▸ **Exercise requirements**
Search the data for the word "below" and copy each line that has it.

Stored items
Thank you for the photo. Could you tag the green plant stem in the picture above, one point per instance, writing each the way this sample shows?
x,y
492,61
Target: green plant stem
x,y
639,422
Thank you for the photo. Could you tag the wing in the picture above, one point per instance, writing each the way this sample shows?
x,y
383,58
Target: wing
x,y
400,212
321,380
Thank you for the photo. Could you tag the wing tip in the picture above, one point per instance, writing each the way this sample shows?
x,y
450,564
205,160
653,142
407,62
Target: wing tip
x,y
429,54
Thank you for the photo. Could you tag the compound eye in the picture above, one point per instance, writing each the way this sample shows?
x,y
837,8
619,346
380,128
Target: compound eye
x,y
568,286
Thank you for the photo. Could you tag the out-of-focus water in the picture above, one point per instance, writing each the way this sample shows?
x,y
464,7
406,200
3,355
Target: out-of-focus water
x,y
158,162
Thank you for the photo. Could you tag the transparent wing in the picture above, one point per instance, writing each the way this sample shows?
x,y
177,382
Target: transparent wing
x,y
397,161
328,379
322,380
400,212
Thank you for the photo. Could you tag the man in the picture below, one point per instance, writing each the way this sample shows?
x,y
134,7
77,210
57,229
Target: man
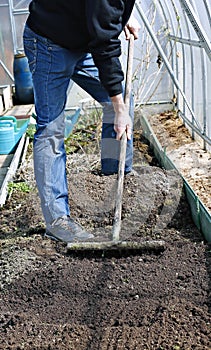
x,y
78,40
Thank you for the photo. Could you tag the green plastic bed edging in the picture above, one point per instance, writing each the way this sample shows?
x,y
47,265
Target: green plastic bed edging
x,y
200,215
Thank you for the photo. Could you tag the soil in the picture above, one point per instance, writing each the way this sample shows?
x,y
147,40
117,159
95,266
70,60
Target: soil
x,y
149,298
188,154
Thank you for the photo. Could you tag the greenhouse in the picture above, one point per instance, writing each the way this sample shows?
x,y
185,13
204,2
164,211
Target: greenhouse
x,y
148,289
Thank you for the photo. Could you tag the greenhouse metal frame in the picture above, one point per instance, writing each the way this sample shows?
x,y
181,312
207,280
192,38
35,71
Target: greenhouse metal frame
x,y
172,56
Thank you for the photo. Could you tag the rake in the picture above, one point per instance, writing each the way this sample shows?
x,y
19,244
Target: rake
x,y
116,243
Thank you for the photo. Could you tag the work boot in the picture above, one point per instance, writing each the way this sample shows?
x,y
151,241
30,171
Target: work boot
x,y
64,229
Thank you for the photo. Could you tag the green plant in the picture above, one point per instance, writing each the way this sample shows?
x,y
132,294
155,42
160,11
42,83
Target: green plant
x,y
18,186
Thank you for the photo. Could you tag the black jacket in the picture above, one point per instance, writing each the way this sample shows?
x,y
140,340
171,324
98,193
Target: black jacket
x,y
86,25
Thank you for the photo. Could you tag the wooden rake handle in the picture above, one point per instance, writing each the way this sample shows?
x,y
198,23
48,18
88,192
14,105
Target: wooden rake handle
x,y
123,145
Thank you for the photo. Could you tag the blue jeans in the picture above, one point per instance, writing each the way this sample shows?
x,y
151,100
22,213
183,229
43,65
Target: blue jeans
x,y
52,67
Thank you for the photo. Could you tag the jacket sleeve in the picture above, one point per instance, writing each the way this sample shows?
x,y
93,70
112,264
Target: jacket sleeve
x,y
104,22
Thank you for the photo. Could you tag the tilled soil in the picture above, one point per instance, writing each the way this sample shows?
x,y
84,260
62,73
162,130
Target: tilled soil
x,y
156,299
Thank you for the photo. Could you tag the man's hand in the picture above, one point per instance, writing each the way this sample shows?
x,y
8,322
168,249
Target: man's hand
x,y
122,121
132,27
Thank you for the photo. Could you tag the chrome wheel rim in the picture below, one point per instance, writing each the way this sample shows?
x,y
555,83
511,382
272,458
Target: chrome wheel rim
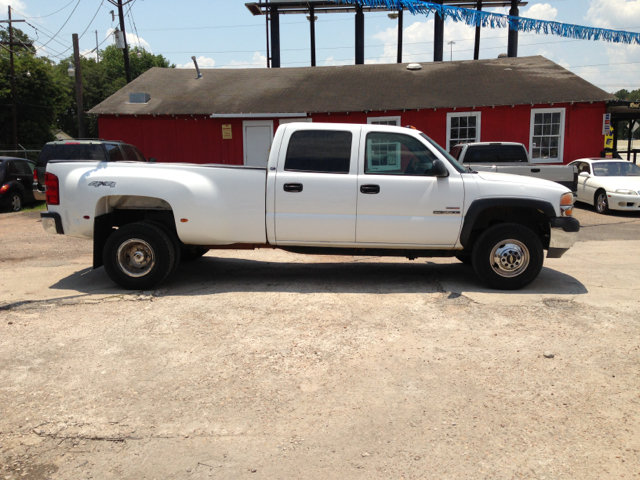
x,y
602,202
16,204
509,258
135,257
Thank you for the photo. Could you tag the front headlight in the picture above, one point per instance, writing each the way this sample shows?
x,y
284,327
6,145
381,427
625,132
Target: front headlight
x,y
566,204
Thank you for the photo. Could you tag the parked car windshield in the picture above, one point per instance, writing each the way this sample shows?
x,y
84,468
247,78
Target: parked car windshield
x,y
616,169
446,154
70,152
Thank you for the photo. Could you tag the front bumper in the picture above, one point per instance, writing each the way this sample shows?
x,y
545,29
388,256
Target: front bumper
x,y
619,201
563,234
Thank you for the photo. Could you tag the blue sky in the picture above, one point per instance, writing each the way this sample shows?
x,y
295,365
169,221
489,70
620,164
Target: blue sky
x,y
224,34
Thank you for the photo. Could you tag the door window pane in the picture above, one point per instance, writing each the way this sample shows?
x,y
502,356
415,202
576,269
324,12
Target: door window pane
x,y
397,154
319,151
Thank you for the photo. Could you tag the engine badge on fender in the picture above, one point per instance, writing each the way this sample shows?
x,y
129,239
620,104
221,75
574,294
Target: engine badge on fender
x,y
102,184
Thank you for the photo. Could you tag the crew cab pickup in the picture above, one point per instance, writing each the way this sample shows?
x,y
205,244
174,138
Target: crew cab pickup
x,y
509,157
339,189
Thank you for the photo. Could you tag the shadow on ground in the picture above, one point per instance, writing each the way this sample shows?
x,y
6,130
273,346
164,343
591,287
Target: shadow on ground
x,y
211,275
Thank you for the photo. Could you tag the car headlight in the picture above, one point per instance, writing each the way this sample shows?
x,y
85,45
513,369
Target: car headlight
x,y
566,204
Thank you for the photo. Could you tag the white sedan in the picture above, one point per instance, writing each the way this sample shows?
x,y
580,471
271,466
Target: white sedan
x,y
608,184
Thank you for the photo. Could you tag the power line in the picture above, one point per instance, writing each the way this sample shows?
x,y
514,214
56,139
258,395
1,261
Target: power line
x,y
69,18
45,16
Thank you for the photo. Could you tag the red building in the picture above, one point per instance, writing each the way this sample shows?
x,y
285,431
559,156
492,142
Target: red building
x,y
230,115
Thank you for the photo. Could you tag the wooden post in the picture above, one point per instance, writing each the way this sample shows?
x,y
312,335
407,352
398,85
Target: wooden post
x,y
476,46
359,35
76,59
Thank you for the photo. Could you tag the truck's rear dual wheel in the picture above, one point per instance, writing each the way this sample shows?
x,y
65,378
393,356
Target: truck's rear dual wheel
x,y
139,256
508,256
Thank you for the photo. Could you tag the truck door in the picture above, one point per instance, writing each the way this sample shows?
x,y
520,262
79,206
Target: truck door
x,y
399,201
315,186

▸ **Written reply**
Thank you for the photo. Could you tag the man in the picture below, one point per instance, writing each the way this sample shows?
Thank you for the photo. Could you tag the chrome wheel rim in the picture below, one point per instance, writing each the way this sample shows?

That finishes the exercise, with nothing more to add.